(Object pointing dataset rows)
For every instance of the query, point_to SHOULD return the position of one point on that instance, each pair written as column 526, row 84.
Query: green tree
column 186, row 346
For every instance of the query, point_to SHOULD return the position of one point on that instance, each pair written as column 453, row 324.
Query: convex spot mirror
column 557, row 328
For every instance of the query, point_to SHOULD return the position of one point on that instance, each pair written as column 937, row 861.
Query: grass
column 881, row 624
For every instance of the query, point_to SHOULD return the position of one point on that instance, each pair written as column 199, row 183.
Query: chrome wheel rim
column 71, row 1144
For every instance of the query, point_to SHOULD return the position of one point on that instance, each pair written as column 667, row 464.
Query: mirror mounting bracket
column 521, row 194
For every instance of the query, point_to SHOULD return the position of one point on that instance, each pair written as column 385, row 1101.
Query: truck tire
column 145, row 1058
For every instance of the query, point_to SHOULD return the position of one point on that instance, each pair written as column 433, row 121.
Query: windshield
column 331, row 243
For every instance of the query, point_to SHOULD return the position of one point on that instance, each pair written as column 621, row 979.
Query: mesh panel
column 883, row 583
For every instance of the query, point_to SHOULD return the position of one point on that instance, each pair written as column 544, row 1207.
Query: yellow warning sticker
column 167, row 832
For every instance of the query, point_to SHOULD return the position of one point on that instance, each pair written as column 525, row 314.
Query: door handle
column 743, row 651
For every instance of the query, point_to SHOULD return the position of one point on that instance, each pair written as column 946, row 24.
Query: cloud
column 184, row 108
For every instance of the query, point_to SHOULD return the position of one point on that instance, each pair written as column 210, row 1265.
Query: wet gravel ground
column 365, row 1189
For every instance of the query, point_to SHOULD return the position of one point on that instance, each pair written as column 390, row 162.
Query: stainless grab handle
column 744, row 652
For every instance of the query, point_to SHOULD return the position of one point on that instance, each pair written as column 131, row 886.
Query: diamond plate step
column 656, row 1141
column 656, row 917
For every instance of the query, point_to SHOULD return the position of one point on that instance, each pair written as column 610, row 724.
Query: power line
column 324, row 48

REQUEST =
Rewrite all of the rows above, putting "MUST" wherever "SHOULD" appears and leaving everything else unchanged.

IN RESPONSE =
For every instance of the query, point_to MUST return the position of one point on that instance, each pair written as column 526, row 84.
Query: green tree
column 186, row 346
For every instance of the query, point_to MUST return the position of one point on that instance, each pair written as column 453, row 324.
Query: convex spot mirror
column 557, row 328
For every instance of the query, point_to MUST return the position of one point on that instance, each pair written as column 937, row 861.
Query: grass
column 881, row 624
For every instance of the query, point_to MUST return the position of one point on that instance, each pair written as column 199, row 183.
Query: chrome wheel rim
column 71, row 1144
For every instance of the query, point_to MUST return the position of one point on that instance, each pair written as column 667, row 464.
Query: mirror mounting bracket
column 521, row 194
For every instance of the query, point_to MUST return the position of one point on that instance, each pair written as column 385, row 1101.
Query: truck tire
column 145, row 1058
For every instance of the query, point_to MUST return the position of one point on that instance, each pair written as column 433, row 121.
Query: windshield
column 331, row 243
For every instance of the query, point_to MUST return the position of one point on that instance, each pair written as column 621, row 979.
Query: mesh panel
column 883, row 583
For every instance of the query, point_to MUST return the position of one point on that instance, each pair written as column 544, row 1207.
Query: yellow warning sticker
column 167, row 832
For every instance of the query, point_to MUST return the position of one point on that instance, each pair written as column 525, row 314.
Query: door handle
column 743, row 651
For every instance of the query, point_to MUST return the position of one point on that instance, each pair written as column 946, row 24.
Query: cloud
column 184, row 108
For every instance of the query, point_to MUST return the position of one point on that instance, each pair written as column 210, row 1265.
Query: wet gravel ground
column 365, row 1189
For every instance of the query, point_to MUST return the position of one point on that instance, each pair written as column 390, row 162.
Query: stainless grab handle
column 744, row 652
For every instance of the query, point_to MUST return the position of one point on that instance, each pair written as column 131, row 886.
Query: diamond plate step
column 656, row 1141
column 656, row 917
For every instance of the query, point_to MUST return the position of one point on that instance, each pair written as column 610, row 724.
Query: power line
column 324, row 48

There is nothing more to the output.